READING PASSAGE
_ _ _ _ _ _ _

Configuration Reference¶
Note
It is possible to configure Dask inline with dot notation, with YAML or via environment variables. See the conversion utility for converting the following dot notation to other forms.
Dask¶
-
dask.temporary-directory
None ¶ Temporary directory for local disk storage /tmp, /scratch, or /local. This directory is used during dask spill-to-disk operations. When the value is "null" (default), dask will create a directory from where dask was launched: `cwd/dask-worker-space`
-
dask.dataframe.shuffle-compression
None ¶ Compression algorithm used for on disk-shuffling. Partd, the library used for compression supports ZLib, BZ2, SNAPPY, and BLOSC
-
dask.array.svg.size
120 ¶ The size of pixels used when displaying a dask array as an SVG image. This is used, for example, for nice rendering in a Jupyter notebook
-
dask.optimization.fuse.active
True ¶ Turn task fusion on/off
-
dask.optimization.fuse.ave-width
1 ¶ Upper limit for width, where width = num_nodes / height, a good measure of parallelizability
-
dask.optimization.fuse.max-width
None ¶ Don't fuse if total width is greater than this. Set to null to dynamically adjust to 1.5 + ave_width * log(ave_width + 1)
-
dask.optimization.fuse.max-height
inf ¶ Don't fuse more than this many levels
-
dask.optimization.fuse.max-depth-new-edges
None ¶ Don't fuse if new dependencies are added after this many levels. Set to null to dynamically adjust to ave_width * 1.5.
-
dask.optimization.fuse.subgraphs
None ¶ Set to True to fuse multiple tasks into SubgraphCallable objects. Set to None to let the default optimizer of individual dask collections decide. If no collection-specific default exists, None defaults to False.

_ _ _ _ _ _ _

DATASET RECORDS
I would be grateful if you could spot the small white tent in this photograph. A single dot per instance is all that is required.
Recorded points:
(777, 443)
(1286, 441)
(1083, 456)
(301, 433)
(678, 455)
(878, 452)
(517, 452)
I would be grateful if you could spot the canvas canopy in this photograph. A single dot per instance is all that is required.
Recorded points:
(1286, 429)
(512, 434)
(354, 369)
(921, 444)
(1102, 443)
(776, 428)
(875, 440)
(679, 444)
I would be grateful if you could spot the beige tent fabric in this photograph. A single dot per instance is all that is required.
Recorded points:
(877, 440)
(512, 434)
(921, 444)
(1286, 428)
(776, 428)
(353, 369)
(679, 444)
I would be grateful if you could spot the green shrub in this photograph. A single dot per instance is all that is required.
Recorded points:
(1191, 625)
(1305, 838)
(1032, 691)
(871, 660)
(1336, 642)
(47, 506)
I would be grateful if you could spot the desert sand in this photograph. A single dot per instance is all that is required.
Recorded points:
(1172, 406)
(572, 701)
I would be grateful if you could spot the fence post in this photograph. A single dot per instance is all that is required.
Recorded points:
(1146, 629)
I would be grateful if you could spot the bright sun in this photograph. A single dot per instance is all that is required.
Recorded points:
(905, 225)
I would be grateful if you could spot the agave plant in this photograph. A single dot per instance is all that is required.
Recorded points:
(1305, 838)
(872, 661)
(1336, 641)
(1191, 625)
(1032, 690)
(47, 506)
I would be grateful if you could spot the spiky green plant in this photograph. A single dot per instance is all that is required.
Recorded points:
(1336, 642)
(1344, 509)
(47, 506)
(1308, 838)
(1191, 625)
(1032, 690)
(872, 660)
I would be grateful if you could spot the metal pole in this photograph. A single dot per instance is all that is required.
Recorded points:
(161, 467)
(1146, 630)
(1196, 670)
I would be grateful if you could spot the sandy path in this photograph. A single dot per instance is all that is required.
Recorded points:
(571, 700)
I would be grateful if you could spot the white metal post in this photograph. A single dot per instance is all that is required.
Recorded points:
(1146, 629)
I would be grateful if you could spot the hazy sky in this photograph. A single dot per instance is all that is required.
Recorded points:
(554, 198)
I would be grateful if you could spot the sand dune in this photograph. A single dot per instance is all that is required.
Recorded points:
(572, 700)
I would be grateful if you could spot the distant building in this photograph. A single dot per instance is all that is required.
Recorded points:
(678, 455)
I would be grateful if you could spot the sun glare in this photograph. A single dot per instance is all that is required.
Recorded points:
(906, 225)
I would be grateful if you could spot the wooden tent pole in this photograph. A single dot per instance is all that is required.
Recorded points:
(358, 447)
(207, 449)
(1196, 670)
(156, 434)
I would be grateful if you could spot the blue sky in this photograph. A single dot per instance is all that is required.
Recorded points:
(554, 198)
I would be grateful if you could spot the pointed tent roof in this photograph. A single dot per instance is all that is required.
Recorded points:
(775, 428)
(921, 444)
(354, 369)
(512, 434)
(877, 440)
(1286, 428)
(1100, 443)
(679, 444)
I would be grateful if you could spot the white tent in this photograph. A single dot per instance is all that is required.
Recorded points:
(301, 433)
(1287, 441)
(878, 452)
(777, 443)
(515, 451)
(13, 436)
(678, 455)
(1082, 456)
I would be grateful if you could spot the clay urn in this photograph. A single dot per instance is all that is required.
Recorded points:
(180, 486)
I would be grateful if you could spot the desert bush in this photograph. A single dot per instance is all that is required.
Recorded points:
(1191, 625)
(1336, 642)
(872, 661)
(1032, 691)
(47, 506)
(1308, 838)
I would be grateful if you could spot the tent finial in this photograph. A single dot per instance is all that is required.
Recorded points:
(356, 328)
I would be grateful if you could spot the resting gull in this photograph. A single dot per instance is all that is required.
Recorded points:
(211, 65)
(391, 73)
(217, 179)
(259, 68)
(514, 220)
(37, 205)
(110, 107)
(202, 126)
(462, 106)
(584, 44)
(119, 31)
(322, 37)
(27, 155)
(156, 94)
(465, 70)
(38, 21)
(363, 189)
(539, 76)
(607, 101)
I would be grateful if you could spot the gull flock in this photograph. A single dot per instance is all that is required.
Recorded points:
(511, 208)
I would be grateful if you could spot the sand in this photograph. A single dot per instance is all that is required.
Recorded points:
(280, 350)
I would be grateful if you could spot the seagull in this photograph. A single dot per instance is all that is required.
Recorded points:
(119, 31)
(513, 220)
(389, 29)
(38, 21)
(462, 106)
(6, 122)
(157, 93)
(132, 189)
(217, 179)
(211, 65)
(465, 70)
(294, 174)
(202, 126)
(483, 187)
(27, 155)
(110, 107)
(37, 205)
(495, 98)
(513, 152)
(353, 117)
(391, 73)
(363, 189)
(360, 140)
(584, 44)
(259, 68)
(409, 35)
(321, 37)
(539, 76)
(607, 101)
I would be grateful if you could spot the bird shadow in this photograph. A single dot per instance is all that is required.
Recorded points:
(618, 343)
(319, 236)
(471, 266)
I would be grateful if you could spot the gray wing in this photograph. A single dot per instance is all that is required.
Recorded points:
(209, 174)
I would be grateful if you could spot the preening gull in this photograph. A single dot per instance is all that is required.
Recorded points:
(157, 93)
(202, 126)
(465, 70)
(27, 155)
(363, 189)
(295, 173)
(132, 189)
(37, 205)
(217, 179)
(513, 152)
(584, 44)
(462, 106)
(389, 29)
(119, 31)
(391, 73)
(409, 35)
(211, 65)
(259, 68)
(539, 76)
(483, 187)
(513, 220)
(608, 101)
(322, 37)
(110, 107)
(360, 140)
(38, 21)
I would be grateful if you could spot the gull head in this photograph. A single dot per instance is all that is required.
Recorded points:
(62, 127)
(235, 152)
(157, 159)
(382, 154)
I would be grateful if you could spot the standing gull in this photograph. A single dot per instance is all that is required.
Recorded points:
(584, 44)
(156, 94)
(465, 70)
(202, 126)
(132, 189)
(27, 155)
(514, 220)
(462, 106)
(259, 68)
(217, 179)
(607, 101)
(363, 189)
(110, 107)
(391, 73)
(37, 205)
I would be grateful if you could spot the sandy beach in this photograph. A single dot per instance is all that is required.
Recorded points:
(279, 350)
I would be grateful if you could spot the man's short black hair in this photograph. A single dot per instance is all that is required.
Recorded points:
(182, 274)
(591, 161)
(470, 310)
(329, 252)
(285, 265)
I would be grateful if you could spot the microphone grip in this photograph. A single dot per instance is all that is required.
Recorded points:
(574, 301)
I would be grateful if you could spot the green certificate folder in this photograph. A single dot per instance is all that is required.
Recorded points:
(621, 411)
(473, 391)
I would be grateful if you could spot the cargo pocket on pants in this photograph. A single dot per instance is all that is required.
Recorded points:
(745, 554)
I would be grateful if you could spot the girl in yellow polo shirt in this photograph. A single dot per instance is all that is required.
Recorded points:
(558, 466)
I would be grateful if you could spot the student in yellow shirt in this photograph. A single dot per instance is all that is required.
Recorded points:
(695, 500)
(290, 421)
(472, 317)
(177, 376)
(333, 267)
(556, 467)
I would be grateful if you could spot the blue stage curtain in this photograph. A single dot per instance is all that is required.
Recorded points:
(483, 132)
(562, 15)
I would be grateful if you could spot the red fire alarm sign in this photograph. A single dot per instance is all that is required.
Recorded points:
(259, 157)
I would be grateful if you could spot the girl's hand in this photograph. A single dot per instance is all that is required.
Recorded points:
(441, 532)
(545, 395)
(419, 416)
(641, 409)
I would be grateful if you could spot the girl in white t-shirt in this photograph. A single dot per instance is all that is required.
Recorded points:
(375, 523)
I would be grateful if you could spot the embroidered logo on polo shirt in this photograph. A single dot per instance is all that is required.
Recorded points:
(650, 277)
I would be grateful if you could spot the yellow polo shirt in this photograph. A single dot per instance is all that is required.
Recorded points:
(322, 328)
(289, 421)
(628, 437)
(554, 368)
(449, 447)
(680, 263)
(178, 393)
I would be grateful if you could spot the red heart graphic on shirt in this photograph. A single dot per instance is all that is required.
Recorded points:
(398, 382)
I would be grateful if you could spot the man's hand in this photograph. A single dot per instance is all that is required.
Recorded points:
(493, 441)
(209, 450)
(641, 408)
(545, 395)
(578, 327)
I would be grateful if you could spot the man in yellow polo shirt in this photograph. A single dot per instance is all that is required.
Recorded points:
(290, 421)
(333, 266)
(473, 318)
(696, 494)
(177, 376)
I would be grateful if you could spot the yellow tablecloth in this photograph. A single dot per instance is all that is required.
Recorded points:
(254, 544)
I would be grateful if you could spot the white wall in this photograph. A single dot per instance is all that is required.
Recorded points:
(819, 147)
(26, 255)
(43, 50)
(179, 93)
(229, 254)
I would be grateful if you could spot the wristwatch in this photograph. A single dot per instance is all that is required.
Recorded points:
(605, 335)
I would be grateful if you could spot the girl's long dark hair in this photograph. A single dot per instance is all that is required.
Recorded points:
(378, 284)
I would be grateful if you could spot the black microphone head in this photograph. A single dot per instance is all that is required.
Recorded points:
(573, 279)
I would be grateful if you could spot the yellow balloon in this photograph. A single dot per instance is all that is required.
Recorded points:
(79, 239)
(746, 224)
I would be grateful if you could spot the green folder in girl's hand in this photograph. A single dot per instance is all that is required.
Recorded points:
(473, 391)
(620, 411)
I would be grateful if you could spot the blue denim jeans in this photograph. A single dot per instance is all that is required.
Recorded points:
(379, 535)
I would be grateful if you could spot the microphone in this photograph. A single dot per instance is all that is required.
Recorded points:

_ _ _ _ _ _ _

GIVEN TASK
According to the Dask configuration reference, which compression algorithms does Partd support? The rows have no connection to the Dask configuration reference.

SOLUTION TO THE PROBLEM
ZLib, BZ2, SNAPPY, and BLOSC.